**GIVEN PASSAGE:**
*** Begin section ***
Hey, parents — good news and bad news.
Good news is, industry cognoscenti predict it’ll be a banner holiday season this year. After months of drive-by birthdays and celebrations the pent-up demand for extravagance and gifts will explode when winter hits. Bad news is, you’re responsible for making it happen.
I’m not a Scrooge; I love the holidays. But let’s collectively admit they’re exhausting. It’s Newton’s Thirdish Law: every gift has an equal and opposite price tag, every party has an equal and opposite clean-up day.
Regardless, the nascent days of December, before Newton starts kicking the tires, will find us giddily shopping for presents and trappings, excited by the prospect of laughter, cheer, and indulgence of every sort. This is the time to start shopping, finish early, and curl up by the fire with whatever sugarplums turn you on.
Don’t know where to start? I have an idea. Awesome Toys and Gifts (Awesome). I know, I know: a toy store is a toy store and why not click through the internet and make it easy?
Well, you’ve clearly never been to Awesome. Walking through their modest storefront is like entering Narnia through the wardrobe. The store is, like, huge and filled with items designed solely to delight and amuse. It inspires. It energizes. Put another way: my kids aged out of toys a couple of years ago. My toy-buying days are over. Yet I still left the store with a bag full of stuff and a container of jalapeño-garlic crickets. These crickets come in five different flavors.
An enormous wall o’ games runs perpendicular to a giant display of puzzles. There are baby Yodas and Fubbles and Springlings and Ninja Warrior equipment. Battery-activated luxury kid cars with remote control steering for helicopter parents share space with Chula hoops that are three times the size of regular hula hoops but still intended for one person (with enviable core strength). Games for babies, games for kids, classic games for families, and stretch-your-brain strategic games for teens and young adults.
The man behind the magic, Nick Tarzia, details his two success strategies for today’s challenging toyscape. First, “Free delivery, free batteries, free gift wrapping, free birthday card.”
“I bought a Barbie Dream House,” one customer gushed. “It took up over half my trunk - and they wrapped it!” Though she opted to pick it up curbside they will happily deliver anything in Westport and Weston if you spend over $25. “I grew up in the pizza business,” says Nick, “we’d cook and deliver a pizza in 40 minutes - why can’t you do that to a gift?”
Second, Nick shifted focus from Awesome the store to their comprehensive website which lists a quadrillion toys. Nick recounts, "When the state told us we had to close for walk-in business our online sales and free same day delivery took off"
As well, they bolstered offerings of his five quintessential COVID categories:
- Puzzles
- Legos
- Arts & crafts
- Education books (Kuman, Brainquest)
- Games
Speaking of Legos, Nick’s expecting 320 cases of the coveted blocks, which translates to roughly 1,000 sets. That’s a lot of Legos. But he’s stocking up because COVID is gumming up the supply lines in Mexico and Texas and no number of education books will make a kid forget (s)he wants a Lego kit.
*** End section ***
**RAW DATA:**
*** Begin section ***
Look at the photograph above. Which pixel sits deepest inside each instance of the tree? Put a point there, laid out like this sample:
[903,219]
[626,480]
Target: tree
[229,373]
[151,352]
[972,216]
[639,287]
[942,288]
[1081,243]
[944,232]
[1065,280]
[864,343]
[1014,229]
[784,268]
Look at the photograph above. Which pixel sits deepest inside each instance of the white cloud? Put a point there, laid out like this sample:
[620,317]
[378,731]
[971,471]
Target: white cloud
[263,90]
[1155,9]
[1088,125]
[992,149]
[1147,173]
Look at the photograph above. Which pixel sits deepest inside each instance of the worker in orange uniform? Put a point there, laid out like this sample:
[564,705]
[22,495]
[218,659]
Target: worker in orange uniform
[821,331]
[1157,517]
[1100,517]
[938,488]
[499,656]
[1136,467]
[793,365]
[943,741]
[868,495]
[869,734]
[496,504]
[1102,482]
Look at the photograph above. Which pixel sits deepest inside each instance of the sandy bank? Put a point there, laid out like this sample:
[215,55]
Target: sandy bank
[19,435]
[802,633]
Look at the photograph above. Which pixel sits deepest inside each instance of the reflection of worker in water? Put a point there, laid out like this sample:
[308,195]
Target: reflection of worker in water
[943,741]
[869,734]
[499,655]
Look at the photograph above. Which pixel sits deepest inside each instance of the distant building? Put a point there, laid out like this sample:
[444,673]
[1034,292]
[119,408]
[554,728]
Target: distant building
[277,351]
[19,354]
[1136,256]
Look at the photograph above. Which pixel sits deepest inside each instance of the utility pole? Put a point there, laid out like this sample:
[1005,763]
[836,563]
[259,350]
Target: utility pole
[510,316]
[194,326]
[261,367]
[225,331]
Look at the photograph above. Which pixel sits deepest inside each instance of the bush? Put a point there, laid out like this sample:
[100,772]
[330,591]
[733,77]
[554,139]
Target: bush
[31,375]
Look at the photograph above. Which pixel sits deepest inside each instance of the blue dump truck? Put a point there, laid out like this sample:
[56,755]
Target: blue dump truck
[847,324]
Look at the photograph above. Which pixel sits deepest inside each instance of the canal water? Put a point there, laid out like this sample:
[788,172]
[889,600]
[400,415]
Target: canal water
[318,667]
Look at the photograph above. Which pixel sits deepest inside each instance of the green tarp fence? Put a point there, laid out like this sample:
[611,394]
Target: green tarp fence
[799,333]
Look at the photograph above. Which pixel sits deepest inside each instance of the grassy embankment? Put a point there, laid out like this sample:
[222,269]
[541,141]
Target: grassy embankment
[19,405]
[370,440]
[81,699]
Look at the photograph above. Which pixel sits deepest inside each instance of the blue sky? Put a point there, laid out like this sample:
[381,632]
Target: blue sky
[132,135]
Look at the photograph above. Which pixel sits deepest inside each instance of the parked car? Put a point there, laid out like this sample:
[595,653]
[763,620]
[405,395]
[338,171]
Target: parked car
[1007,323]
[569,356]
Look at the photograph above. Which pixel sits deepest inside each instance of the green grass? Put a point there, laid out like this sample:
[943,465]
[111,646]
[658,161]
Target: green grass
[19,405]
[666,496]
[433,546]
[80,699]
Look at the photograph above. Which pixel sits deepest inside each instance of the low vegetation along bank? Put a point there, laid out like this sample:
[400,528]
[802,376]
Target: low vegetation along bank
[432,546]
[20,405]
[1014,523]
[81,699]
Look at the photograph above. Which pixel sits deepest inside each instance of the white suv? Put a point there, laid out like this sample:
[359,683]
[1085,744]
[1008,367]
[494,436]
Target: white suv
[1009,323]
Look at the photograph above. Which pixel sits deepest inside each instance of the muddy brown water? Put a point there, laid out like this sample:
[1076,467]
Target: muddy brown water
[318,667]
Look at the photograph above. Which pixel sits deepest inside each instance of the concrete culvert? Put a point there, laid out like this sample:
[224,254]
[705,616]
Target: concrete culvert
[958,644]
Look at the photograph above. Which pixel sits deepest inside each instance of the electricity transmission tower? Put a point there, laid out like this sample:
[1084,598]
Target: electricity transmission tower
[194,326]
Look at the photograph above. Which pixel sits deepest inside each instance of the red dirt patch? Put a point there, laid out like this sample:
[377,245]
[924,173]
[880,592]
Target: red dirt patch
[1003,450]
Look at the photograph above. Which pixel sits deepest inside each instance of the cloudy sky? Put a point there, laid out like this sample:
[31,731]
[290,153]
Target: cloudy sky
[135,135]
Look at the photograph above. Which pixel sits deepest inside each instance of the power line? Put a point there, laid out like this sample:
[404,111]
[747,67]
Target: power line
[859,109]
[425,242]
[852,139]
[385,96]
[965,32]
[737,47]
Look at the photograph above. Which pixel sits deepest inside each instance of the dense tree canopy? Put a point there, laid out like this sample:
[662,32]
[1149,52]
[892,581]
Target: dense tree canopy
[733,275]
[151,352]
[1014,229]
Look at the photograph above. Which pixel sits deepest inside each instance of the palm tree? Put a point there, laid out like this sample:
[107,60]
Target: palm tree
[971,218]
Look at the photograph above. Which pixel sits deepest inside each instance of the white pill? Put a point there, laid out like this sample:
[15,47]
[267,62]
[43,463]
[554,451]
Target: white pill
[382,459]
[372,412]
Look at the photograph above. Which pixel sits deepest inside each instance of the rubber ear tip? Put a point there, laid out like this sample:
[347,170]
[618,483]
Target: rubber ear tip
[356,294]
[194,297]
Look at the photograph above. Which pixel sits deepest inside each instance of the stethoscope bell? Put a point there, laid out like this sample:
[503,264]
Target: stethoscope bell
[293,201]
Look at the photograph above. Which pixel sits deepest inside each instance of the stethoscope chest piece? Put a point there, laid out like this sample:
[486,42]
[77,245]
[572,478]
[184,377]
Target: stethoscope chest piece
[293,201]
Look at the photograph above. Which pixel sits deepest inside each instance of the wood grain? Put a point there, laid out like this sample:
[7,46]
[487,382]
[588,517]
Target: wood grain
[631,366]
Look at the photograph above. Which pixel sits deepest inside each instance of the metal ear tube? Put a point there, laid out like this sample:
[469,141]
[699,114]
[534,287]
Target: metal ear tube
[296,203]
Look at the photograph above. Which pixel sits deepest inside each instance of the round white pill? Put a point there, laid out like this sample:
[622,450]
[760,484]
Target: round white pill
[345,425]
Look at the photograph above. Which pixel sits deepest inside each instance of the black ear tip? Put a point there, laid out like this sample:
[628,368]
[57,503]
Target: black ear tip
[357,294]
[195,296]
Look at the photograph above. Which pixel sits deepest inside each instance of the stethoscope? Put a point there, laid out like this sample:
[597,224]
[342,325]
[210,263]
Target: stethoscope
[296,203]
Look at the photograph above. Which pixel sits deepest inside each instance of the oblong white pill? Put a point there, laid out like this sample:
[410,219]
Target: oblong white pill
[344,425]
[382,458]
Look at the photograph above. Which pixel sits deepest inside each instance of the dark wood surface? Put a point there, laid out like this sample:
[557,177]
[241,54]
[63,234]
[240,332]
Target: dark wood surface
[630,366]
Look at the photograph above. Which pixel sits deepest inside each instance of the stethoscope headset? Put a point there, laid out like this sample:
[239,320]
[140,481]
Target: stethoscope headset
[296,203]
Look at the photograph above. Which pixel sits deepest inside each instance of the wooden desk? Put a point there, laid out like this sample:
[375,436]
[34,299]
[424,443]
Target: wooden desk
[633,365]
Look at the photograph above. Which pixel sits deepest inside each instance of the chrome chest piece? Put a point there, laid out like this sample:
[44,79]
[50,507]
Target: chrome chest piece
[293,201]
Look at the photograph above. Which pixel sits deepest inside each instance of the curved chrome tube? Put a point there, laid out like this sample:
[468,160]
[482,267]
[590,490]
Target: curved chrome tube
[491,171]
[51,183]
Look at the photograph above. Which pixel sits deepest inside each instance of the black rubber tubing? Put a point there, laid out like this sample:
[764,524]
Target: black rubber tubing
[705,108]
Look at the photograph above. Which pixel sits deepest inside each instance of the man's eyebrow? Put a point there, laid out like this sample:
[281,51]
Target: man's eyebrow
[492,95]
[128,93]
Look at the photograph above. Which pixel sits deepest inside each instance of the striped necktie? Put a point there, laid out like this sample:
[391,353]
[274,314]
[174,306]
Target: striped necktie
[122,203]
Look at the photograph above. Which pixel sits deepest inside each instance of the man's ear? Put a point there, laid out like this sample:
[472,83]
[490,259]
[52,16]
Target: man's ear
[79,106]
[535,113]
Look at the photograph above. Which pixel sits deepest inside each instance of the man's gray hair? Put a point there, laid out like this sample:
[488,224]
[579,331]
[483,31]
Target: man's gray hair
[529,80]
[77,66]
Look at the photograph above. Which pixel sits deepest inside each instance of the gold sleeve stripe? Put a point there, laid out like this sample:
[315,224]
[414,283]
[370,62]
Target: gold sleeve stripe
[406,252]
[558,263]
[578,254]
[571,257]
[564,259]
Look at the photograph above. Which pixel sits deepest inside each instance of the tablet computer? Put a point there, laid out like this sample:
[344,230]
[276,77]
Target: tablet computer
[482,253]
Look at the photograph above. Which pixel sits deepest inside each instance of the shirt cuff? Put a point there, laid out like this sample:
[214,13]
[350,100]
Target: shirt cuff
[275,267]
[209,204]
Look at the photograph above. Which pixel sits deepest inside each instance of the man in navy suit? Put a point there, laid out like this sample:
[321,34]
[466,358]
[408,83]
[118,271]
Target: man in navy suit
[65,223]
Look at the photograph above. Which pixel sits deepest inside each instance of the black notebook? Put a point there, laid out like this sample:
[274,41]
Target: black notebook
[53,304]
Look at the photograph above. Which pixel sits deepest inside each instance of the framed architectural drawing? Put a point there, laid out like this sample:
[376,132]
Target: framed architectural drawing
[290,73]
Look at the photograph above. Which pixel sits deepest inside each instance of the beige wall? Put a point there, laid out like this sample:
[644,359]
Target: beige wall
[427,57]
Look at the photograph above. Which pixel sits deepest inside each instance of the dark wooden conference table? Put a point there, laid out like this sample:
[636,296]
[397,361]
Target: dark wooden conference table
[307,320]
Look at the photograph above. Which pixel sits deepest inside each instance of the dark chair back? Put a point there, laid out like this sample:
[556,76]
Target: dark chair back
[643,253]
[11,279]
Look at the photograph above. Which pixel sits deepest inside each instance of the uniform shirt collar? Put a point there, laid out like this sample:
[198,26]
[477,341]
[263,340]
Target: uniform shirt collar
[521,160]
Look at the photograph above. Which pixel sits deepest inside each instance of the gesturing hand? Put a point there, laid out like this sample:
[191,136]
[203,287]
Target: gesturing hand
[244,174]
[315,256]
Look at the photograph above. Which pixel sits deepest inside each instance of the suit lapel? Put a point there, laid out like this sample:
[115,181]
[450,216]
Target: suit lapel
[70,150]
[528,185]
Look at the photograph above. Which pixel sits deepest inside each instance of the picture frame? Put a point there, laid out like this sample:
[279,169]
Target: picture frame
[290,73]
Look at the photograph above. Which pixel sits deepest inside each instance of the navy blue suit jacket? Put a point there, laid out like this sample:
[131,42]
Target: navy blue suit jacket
*** End section ***
**EXERCISE AIM:** Write out the passage of the Awesome Toys and Gifts article between "Regardless, the nascent" and "make it easy?", inclusive, with no changes to the wording.

**SOLUTION TO THIS EXERCISE:**
Regardless, the nascent days of December, before Newton starts kicking the tires, will find us giddily shopping for presents and trappings, excited by the prospect of laughter, cheer, and indulgence of every sort. This is the time to start shopping, finish early, and curl up by the fire with whatever sugarplums turn you on.
Don’t know where to start? I have an idea. Awesome Toys and Gifts (Awesome). I know, I know: a toy store is a toy store and why not click through the internet and make it easy?